[[ Data to process, beginning ]]
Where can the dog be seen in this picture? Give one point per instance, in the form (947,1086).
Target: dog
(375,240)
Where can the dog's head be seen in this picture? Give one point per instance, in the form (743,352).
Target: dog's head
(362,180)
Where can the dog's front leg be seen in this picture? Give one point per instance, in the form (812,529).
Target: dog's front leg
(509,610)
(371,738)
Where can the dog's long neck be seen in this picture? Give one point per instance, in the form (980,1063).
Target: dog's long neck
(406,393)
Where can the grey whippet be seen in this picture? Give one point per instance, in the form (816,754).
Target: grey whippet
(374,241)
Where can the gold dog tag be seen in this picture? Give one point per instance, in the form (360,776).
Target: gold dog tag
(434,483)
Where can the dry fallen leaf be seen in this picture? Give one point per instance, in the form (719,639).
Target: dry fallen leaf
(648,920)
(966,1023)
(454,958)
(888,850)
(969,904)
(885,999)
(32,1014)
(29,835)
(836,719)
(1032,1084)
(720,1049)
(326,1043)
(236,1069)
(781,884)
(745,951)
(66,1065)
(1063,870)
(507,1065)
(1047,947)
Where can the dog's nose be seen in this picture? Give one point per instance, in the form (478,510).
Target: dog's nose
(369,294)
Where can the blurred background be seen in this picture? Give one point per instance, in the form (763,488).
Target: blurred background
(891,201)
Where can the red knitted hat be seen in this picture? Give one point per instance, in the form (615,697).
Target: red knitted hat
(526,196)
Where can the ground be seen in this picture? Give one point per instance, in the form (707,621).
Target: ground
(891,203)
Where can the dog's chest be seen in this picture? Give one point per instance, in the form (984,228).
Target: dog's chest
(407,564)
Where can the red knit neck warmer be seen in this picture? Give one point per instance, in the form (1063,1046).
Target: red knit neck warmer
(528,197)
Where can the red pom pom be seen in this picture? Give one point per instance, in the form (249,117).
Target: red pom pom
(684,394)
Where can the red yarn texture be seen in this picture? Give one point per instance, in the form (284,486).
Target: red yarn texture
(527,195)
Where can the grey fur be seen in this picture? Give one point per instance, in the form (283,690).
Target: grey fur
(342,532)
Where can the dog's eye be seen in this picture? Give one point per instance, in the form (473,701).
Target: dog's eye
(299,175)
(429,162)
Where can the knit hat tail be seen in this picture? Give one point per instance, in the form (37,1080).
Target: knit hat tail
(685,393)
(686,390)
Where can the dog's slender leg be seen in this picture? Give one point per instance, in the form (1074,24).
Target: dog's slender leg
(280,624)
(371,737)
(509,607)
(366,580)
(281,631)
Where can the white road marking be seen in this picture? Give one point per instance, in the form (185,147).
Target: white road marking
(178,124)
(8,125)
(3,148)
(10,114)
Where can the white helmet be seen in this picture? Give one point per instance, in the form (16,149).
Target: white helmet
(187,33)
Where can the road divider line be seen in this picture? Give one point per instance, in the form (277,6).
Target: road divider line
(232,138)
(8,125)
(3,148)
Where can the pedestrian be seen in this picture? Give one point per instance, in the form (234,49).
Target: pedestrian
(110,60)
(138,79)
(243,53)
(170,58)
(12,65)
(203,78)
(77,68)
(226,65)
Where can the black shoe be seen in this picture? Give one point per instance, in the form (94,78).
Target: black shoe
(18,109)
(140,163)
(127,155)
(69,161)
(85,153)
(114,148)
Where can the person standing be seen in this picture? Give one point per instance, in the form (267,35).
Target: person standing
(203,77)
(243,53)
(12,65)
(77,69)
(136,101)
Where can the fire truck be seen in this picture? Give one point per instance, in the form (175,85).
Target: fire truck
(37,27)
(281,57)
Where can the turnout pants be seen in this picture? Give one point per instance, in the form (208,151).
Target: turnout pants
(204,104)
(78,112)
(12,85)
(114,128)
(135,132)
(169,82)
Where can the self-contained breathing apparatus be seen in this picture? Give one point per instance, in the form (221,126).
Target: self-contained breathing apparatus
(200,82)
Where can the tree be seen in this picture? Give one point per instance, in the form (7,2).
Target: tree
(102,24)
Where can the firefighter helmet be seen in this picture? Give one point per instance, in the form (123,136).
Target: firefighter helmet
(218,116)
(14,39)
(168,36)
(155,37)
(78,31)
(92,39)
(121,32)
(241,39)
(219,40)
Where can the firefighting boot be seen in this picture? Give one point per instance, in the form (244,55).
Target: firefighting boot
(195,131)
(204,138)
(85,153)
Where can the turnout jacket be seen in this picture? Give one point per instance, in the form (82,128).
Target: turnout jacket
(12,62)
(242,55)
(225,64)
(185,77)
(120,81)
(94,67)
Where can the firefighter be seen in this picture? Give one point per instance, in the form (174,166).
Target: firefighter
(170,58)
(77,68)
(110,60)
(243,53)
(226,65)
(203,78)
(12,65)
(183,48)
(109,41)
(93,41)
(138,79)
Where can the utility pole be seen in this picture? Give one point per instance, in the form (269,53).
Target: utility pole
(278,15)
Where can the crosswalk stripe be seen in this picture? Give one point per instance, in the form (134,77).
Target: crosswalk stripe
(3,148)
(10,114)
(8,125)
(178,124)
[[ Data to process, end ]]
■ Work to complete
From the entries above, write out only the lines starting at the line that holds "Target: self-contained breathing apparatus" and ending at the line that holds "Where can the turnout jacket", keeping both and matching them exactly.

■ Worked solution
Target: self-contained breathing apparatus
(200,82)
Where can the tree be seen in this picture? Give one point per instance, in the form (7,2).
Target: tree
(102,24)
Where can the firefighter helmet be seen in this picture? Give one point per instance, in the form (123,136).
Target: firefighter helmet
(218,116)
(14,39)
(168,36)
(155,37)
(78,31)
(92,39)
(121,32)
(241,39)
(219,40)
Where can the firefighting boot be seen in this picture? Give one point per instance, in the form (244,55).
Target: firefighting boot
(195,131)
(204,138)
(85,153)
Where can the turnout jacket be seen in this picture? Give one point per instance, in the form (82,128).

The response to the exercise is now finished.